◆ Brano da leggere ◆
Certamente non siamo aiutati neanche dal mondo in cui viviamo. Se
pensate anche solo alla questione della tecnologia. Ad esempio, io
faccio sempre la figura dell’incompetente con i miei figli perché se mi
regalano il telefono non lo so usare e devo dire a mio figlio: «Senti
dagli un’occhiata, poi mi spieghi cosa devo fare». O se compero una
televisione appena appena aggiornata è mio figlio che capisce subito
come funziona. Cioè, quello che è sempre stato assolutamente scontato e
cioè che padre e madre sono, in qualche modo, depositari delle
conoscenze e delle competenze necessarie per vivere si è rovesciato; il
padre e la madre sono quegli incompetenti che non sanno neanche usare il
cellulare. Anche questo non aiuta.
Non è più così scontato, non è più così facile che avvenga quel
miracolo che sempre è stata l’educazione e che ha garantito, nel bene e
nel male, anche in momenti terribili della storia, che il mondo andasse
avanti. Evidentemente ci sono delle ragioni: ad esempio è stata troppo sistematicamente, da una certa cultura, distrutta l’idea del padre. È attorno a questo nodo che si gioca la partita dell’educazione: l’educazione c’è in primo luogo se c’è l’adulto. Una
certa cultura prima ha distrutto l’idea stessa di Dio, di una Paternità
grande a cui l’uomo o appartiene o è desideroso di appartenere, e, a
cascata, ha distrutto il resto. Si è sostituto Dio con alcune grandi
ideologie, per cui si è potuto pensare di vivere della speranza o dello
slancio ideale del comunismo. Si è in qualche modo tarlata la certezza
stessa dell’uomo di avere qualche cosa di buono e di intelligente da
dire ai propri figli, in casa sua. Come dice il grande Woody Allen: «Dio è morto, Marx pure, ma io stesso mi sento poco bene».
Dice in tre passaggi come la cultura del nostro tempo ha distrutto in
modo sistematico l’idea di paternità. Siamo tutti diventati grandi, i
nostri figli in particolare, leggendo Topolino, cioè un fumetto pieno di
zii e di zie, generalmente scapoli, ma nel quale non trovi un padre. È
tutta una cultura che ha favorito che l’idea di paternità sparisse.
Bisogna ripartir da qui, dall’educazione. Ha detto don Giussani: «Se ci fosse un’educazione del popolo tutti sarebbero meglio».
Ecco, bisogna ripartire da qui. Allora, bisogna che qualche adulto si
tiri su le maniche e dica: «Io voglio reinventarla, io voglio provare a
educare». Bisogna
che ognuno ci provi, tenendo l’occhio fisso a quelle due o tre persone,
a quei due o tre episodi, a quei due o tre momenti in cui gli è parso
di vedere l’educazione in atto, di vederla presente.

◆ Dati estratti ◆
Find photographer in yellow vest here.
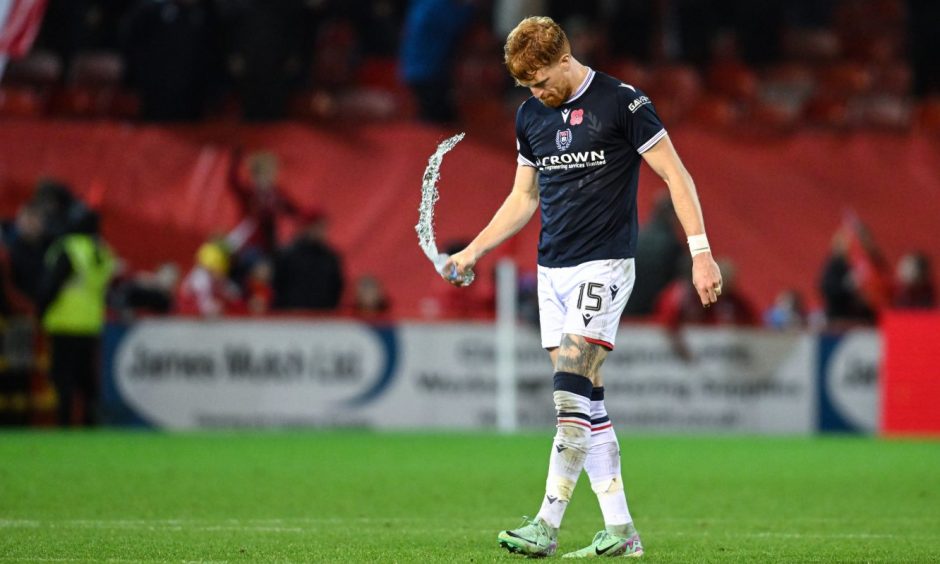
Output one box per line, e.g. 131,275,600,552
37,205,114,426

---

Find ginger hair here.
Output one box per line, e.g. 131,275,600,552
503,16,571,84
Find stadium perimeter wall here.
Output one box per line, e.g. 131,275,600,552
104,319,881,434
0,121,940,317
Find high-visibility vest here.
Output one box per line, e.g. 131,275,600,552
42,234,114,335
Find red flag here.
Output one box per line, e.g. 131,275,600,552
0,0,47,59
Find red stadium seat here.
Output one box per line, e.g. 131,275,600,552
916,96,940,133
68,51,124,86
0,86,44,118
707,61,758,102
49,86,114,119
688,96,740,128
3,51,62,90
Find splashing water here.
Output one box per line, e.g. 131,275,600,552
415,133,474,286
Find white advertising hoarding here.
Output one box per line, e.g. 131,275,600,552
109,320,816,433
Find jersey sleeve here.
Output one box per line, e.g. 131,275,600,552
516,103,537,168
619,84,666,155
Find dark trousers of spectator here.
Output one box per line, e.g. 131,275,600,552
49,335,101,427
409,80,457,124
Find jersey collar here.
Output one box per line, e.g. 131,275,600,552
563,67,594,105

* * *

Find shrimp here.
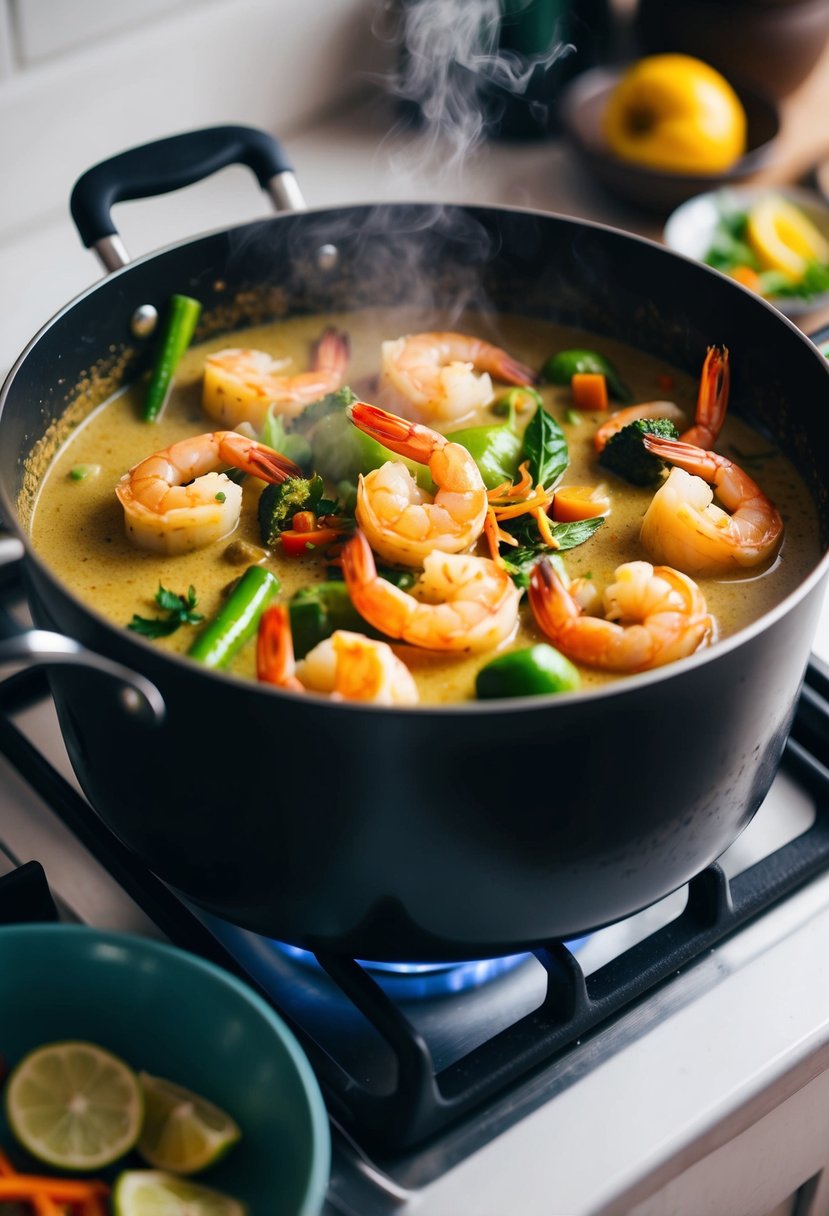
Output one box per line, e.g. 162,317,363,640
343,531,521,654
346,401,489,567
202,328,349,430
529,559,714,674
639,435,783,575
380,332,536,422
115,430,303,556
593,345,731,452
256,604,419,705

◆ Cosa fare ◆
**A)** Riassumi in poche frasi il paragrafo del brano che comincia con «Certamente non siamo aiutati», tenendo i fatti principali.
**B)** Ricopia dal brano il passo che va da "Bisogna ripartir da" fino a "di vederla presente." compreso.
Per rispondere usa soltanto il brano.

◆ Risposte ai compiti ◆
**A)** Il mondo di oggi non aiuta, anche per via della tecnologia. Chi parla fa la figura dell'incompetente con i figli. Se riceve in regalo un telefono non lo sa usare e deve chiedere al figlio di spiegarglielo. Se compra un televisore un po' più moderno, è il figlio a capire subito come funziona. Così si è rovesciata un'idea che era sempre stata scontata: che padre e madre abbiano le conoscenze e le capacità necessarie per vivere. Ora i genitori sono quelli che non sanno nemmeno usare il cellulare.

**B)**
Bisogna ripartir da qui, dall’educazione. Ha detto don Giussani: «Se ci fosse un’educazione del popolo tutti sarebbero meglio».
Ecco, bisogna ripartire da qui. Allora, bisogna che qualche adulto si
tiri su le maniche e dica: «Io voglio reinventarla, io voglio provare a
educare». Bisogna
che ognuno ci provi, tenendo l’occhio fisso a quelle due o tre persone,
a quei due o tre episodi, a quei due o tre momenti in cui gli è parso
di vedere l’educazione in atto, di vederla presente.